#### [DIRECTIONS]
Reproduce the lines below, swapping every occurrence of "Reply as" for "Answer as" and leaving all other text intact.

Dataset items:
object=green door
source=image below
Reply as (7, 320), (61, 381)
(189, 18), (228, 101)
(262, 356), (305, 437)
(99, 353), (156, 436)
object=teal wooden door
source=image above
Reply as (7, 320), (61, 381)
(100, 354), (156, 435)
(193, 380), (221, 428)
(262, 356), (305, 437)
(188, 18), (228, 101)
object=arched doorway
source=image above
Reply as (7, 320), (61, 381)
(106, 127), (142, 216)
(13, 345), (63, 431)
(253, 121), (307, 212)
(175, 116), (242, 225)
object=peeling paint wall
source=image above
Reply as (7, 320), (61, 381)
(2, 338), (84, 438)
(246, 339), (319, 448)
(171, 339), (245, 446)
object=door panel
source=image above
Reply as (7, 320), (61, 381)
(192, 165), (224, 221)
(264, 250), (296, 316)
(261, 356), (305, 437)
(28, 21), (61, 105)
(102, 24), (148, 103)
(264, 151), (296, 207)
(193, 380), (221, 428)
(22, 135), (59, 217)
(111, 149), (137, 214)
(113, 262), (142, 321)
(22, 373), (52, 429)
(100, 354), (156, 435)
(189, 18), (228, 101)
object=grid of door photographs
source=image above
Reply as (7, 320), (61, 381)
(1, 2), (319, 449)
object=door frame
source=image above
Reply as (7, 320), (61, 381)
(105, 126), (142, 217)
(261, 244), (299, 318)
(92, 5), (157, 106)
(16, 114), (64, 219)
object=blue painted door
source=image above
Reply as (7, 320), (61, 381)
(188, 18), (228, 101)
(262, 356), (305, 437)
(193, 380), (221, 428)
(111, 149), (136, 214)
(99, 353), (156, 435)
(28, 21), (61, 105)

#### [SOLUTION FOR THIS PROBLEM]
object=green door
source=image below
Answer as (7, 320), (61, 381)
(189, 18), (228, 101)
(262, 356), (305, 437)
(99, 353), (156, 436)
object=teal wooden door
source=image above
Answer as (7, 320), (61, 381)
(100, 354), (156, 435)
(193, 380), (221, 428)
(262, 356), (305, 437)
(188, 18), (228, 101)
object=arched doorway
source=image above
Answer as (7, 320), (61, 381)
(106, 127), (142, 216)
(13, 345), (63, 431)
(253, 121), (307, 212)
(175, 116), (242, 225)
object=peeling paint wall
source=image above
Answer as (7, 320), (61, 381)
(2, 338), (84, 438)
(246, 339), (319, 448)
(171, 339), (245, 446)
object=door panel
source=image above
Answer as (7, 320), (61, 381)
(192, 165), (224, 221)
(264, 250), (296, 316)
(261, 356), (305, 437)
(28, 21), (61, 105)
(102, 24), (148, 103)
(264, 151), (296, 207)
(193, 380), (221, 428)
(22, 135), (59, 217)
(111, 149), (137, 214)
(113, 262), (142, 321)
(22, 373), (52, 429)
(100, 354), (156, 435)
(189, 18), (228, 101)
object=grid of door photographs
source=image above
Answer as (7, 320), (61, 381)
(1, 2), (319, 449)
object=door frame
source=image above
Answer as (7, 320), (61, 381)
(105, 126), (142, 217)
(261, 244), (299, 318)
(92, 5), (157, 106)
(16, 114), (64, 219)
object=blue painted door
source=image above
Answer as (7, 320), (61, 381)
(188, 18), (228, 101)
(262, 356), (305, 437)
(193, 380), (221, 428)
(111, 149), (136, 214)
(99, 353), (156, 435)
(28, 21), (61, 105)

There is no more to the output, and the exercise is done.